■ Dataset content
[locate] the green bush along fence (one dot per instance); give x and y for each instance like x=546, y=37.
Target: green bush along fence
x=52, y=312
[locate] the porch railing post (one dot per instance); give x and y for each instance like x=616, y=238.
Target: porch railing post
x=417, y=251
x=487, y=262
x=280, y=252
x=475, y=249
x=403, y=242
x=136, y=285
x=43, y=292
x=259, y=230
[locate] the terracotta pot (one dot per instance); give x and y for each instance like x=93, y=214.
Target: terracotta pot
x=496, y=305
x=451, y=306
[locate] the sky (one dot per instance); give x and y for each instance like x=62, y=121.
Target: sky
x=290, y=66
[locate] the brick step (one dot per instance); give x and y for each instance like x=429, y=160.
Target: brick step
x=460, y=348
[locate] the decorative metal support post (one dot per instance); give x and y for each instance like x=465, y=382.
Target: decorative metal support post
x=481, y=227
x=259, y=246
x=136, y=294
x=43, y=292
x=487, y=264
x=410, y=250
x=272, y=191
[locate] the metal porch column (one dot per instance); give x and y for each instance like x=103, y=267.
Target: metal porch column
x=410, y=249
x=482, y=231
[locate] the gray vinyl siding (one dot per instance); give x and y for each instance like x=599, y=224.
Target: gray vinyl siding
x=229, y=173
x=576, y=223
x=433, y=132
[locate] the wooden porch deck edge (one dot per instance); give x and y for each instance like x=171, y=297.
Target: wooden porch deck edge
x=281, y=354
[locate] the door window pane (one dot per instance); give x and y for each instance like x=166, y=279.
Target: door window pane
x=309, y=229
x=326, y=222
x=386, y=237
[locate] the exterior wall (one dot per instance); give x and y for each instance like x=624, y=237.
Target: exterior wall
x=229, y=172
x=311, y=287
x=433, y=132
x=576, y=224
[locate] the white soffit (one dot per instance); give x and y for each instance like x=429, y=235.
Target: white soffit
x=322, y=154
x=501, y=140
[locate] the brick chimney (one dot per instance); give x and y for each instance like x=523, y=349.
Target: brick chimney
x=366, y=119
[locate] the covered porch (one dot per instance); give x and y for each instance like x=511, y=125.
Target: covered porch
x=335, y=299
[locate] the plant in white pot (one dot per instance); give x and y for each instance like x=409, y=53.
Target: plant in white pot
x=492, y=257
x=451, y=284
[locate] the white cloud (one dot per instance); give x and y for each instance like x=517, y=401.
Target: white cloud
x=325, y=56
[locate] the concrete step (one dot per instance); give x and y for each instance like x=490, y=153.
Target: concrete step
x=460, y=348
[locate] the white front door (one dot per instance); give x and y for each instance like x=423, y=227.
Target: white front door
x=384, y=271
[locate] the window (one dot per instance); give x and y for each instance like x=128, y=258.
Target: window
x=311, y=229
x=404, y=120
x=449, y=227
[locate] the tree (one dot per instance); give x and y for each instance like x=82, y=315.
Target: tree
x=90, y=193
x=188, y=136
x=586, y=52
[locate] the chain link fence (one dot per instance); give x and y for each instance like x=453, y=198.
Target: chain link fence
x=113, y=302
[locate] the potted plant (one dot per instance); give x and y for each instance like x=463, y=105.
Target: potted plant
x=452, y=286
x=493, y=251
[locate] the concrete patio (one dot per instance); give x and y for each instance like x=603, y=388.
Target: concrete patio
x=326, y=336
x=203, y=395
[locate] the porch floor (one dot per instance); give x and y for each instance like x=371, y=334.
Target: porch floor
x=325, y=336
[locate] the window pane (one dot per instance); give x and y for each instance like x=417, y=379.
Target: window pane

■ Task details
The whole of the material above is to be restated exactly.

■ Response to this exercise
[locate] the green bush along fence (one dot per instance); give x and y for each instance like x=546, y=37.
Target: green bush along fence
x=52, y=312
[locate] the porch railing post (one dot per instance); give x and y for each instance like x=616, y=238.
Target: porch railing post
x=417, y=251
x=487, y=262
x=280, y=252
x=475, y=249
x=403, y=242
x=136, y=285
x=43, y=292
x=259, y=230
[locate] the terracotta pot (one dot per instance); give x and y for each instance like x=93, y=214.
Target: terracotta pot
x=496, y=305
x=451, y=306
[locate] the sky (one dot per instance); give x and y for each instance like x=62, y=121.
Target: sky
x=290, y=66
[locate] the brick step (one dot per instance); give x and y for each instance like x=429, y=160.
Target: brick step
x=460, y=348
[locate] the decorative metal support post (one dot per instance); give x and y for each instance like x=465, y=382.
Target: decorative metal support post
x=481, y=227
x=259, y=246
x=136, y=294
x=43, y=292
x=487, y=264
x=410, y=250
x=272, y=191
[locate] the metal porch column (one dot per instance); give x and y for each instance like x=103, y=267.
Target: metal porch column
x=410, y=249
x=482, y=231
[locate] the gray vinyl siding (one dot per instance); give x and y for each instance like x=599, y=224.
Target: gray vinyl siding
x=229, y=173
x=576, y=223
x=433, y=132
[locate] the wooden porch deck edge (one dot per instance); give x and y for each instance like x=171, y=297.
Target: wooden porch deck edge
x=281, y=354
[locate] the door window pane (one dot per instance); give x and y for each instance like x=166, y=279.
Target: door window pane
x=309, y=229
x=326, y=222
x=386, y=237
[locate] the exterior wall (one dot per instance); give x and y for each instance like x=624, y=237.
Target: exterior wall
x=229, y=172
x=311, y=287
x=433, y=132
x=576, y=224
[locate] the white soffit (one dot per instance); give x and y for each instance like x=429, y=235.
Target: white soffit
x=322, y=154
x=501, y=140
[locate] the brick chimney (one dot per instance); give x and y for each instance like x=523, y=349.
Target: brick chimney
x=366, y=119
[locate] the covered porch (one dot per instance); give x and y for each instance like x=511, y=125.
Target: covered porch
x=335, y=299
[locate] the plant in white pot (one dot per instance); give x and y for each instance like x=409, y=53.
Target: plant in white pot
x=492, y=257
x=451, y=284
[locate] the white cloud (one dot per instance); give x and y for each instance like x=517, y=401.
Target: white cloud
x=325, y=56
[locate] the concrete step (one dot per instance); give x and y for each instance like x=490, y=153.
Target: concrete step
x=460, y=348
[locate] the white front door (one dot per instance); give x and y for each instance like x=423, y=227.
Target: white front door
x=384, y=271
[locate] the window (one dot per instance); give x and y for each instance like x=128, y=258.
Target: window
x=311, y=229
x=404, y=120
x=449, y=227
[locate] the tree (one dot per instance); give x and y for each instance like x=82, y=315.
Target: tree
x=90, y=193
x=188, y=136
x=586, y=52
[locate] the chain link fence (one dot per instance); give x and y for each instance like x=453, y=198.
Target: chain link fence
x=113, y=302
[locate] the potted plant (one dot per instance); give x and y for each instance like x=463, y=105.
Target: potted plant
x=452, y=286
x=493, y=251
[locate] the concrete patio (one dot per instance); give x and y for each instance like x=603, y=388.
Target: concrete patio
x=326, y=336
x=203, y=395
[locate] the porch floor (one dot per instance); give x and y for each instance like x=371, y=334.
Target: porch floor
x=325, y=336
[locate] the window pane (one dot per instance); give x and y for each instance like x=417, y=379.
Target: window pane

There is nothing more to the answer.